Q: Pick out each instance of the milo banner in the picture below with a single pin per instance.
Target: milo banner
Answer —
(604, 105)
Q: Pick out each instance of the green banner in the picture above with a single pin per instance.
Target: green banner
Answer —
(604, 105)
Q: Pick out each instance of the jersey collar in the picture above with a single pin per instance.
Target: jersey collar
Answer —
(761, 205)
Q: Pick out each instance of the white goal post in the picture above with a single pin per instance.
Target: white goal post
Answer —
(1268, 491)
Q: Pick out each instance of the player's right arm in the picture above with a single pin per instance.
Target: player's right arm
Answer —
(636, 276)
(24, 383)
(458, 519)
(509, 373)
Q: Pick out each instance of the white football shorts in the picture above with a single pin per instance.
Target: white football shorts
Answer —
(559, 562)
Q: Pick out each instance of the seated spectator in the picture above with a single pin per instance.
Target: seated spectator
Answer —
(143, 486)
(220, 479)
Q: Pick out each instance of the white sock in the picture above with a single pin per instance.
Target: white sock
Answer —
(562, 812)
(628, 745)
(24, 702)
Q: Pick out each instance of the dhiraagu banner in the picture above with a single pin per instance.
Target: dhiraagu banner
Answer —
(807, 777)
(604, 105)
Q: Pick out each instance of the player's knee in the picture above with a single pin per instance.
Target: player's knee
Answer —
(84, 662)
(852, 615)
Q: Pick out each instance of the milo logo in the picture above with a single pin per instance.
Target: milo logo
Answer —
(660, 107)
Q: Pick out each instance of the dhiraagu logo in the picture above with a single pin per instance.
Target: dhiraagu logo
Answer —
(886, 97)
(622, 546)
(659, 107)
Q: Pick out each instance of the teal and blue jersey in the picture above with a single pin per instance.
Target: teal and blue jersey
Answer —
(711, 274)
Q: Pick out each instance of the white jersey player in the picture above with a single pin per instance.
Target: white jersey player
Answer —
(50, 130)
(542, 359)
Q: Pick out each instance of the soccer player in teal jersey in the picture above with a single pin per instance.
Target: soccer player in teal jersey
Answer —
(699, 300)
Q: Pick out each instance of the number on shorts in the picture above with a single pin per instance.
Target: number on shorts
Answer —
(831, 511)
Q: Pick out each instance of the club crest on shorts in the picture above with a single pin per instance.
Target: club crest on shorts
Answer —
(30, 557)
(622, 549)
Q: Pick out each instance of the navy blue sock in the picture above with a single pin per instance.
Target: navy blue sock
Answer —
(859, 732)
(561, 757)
-=-=-=-=-
**WHAT IS ASKED**
Can you retype the rows above, from the line with "Q: Pick out each instance of the club" through the last row, keeping every character the same?

**EXERCISE ANSWER**
Q: Pick out each instance of the club crest on shorts in the picture above with a single pin per instance.
Target: club crest on shorts
Answer —
(30, 557)
(622, 549)
Q: Pick out each instance of the navy blue sock in the picture above with a single pin per instance.
Target: navy blue sock
Answer —
(859, 732)
(561, 757)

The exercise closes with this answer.